Required action A: Give each resistance or impedance value stated in the op-amp forum thread, listing each value once.
Required action B: Rewrite the passage of the op-amp forum thread that starts at "Rin = delta_Vcm/delta_IB" and ends at "may become unstable.", replacing "unstable" with "oscillatory".

Document passage:
· · · · · · ·

    Rin = delta_Vcm/delta_IB = 5V/20pF = 2.5E11 ohm (250Gohm)

    The open-loop output impedance at unity gain bandwidth (most critical from stability point of view) is around 2kohm (see below).

    As far as the circuit itself goes, having large input resistors (200k) will result in amplification of the input current glitches coming from the chopping action of the input front-end.  Also, driving 0.1uF may be too much for OPA333 even with the help of 200ohm series output resistor - output may become unstable.

  • Marek Lis, thanks for answer.

    the following file  opa333.tsc is my simulate circuit, and the graph is the  simulate result , I can not find any Abnormal phenomenon. is there any problem with my simulation.

    http://e2e.ti.com/cfs-file.ashx/__key/communityserver-discussions-components-files/14/3857.opa333.TSC

     as your analisis, having large input resistors (200k) will result in amplification of the input current glitches coming from the chopping action of the input front-end.
· · · · · · ·
The data:
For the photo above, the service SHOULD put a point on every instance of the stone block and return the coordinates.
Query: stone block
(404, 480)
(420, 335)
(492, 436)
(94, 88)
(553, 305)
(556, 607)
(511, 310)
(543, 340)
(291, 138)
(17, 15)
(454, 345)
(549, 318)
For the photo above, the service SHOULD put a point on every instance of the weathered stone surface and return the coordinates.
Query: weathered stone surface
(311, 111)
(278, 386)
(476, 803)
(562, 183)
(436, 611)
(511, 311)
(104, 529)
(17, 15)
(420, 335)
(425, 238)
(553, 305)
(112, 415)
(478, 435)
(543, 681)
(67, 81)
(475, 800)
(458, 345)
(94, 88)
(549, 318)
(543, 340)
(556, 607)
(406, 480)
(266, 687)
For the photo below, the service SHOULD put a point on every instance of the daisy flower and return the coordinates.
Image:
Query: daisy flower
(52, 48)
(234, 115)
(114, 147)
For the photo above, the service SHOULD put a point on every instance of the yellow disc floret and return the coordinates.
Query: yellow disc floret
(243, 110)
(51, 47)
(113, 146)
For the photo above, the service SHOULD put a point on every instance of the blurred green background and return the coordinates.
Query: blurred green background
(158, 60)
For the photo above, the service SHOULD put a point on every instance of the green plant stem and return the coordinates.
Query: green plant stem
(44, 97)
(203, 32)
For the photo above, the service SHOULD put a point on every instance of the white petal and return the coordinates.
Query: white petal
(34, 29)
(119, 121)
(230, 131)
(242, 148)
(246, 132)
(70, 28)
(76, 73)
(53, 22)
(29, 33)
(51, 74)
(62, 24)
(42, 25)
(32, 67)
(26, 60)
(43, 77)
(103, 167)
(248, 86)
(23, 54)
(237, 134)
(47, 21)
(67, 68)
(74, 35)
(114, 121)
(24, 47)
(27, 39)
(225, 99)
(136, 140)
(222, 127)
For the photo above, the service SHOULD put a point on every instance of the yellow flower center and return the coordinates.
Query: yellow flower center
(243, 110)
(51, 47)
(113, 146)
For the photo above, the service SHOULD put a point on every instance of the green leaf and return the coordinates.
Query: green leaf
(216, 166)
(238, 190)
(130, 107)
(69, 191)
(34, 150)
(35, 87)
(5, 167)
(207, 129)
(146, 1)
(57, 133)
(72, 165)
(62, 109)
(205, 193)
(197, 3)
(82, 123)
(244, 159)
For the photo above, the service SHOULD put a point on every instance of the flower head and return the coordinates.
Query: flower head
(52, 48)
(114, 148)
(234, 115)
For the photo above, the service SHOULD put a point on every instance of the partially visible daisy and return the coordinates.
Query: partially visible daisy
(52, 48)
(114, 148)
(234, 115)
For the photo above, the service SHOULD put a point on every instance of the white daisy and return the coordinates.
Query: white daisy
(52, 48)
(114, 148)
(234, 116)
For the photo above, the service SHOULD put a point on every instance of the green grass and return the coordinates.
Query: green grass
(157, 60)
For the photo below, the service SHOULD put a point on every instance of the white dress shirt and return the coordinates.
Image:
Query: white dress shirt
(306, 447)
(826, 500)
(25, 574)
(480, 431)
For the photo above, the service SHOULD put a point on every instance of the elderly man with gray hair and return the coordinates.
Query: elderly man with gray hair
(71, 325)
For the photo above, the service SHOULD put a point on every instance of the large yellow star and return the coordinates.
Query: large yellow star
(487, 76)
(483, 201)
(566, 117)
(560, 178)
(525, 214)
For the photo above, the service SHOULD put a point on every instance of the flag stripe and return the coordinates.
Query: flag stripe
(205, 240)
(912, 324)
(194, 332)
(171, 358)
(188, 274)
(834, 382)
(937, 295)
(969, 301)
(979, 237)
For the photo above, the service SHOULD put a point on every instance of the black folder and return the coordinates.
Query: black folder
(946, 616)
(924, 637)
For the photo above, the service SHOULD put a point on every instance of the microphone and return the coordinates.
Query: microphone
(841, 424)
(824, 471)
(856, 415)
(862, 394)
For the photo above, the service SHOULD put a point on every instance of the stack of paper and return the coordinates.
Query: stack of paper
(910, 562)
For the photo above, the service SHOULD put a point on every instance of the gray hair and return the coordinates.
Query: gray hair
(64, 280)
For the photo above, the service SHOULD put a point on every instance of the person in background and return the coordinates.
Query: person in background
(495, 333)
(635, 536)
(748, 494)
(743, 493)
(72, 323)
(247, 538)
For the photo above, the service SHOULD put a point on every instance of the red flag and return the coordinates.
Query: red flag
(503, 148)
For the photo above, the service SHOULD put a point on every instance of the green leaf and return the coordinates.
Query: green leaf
· · · · · · ·
Exercise response A: 2.5E11 ohm (250Gohm), 2kohm, 200k, 200ohm

Exercise response B:
Rin = delta_Vcm/delta_IB = 5V/20pF = 2.5E11 ohm (250Gohm)

    The open-loop output impedance at unity gain bandwidth (most critical from stability point of view) is around 2kohm (see below).

    As far as the circuit itself goes, having large input resistors (200k) will result in amplification of the input current glitches coming from the chopping action of the input front-end.  Also, driving 0.1uF may be too much for OPA333 even with the help of 200ohm series output resistor - output may become oscillatory.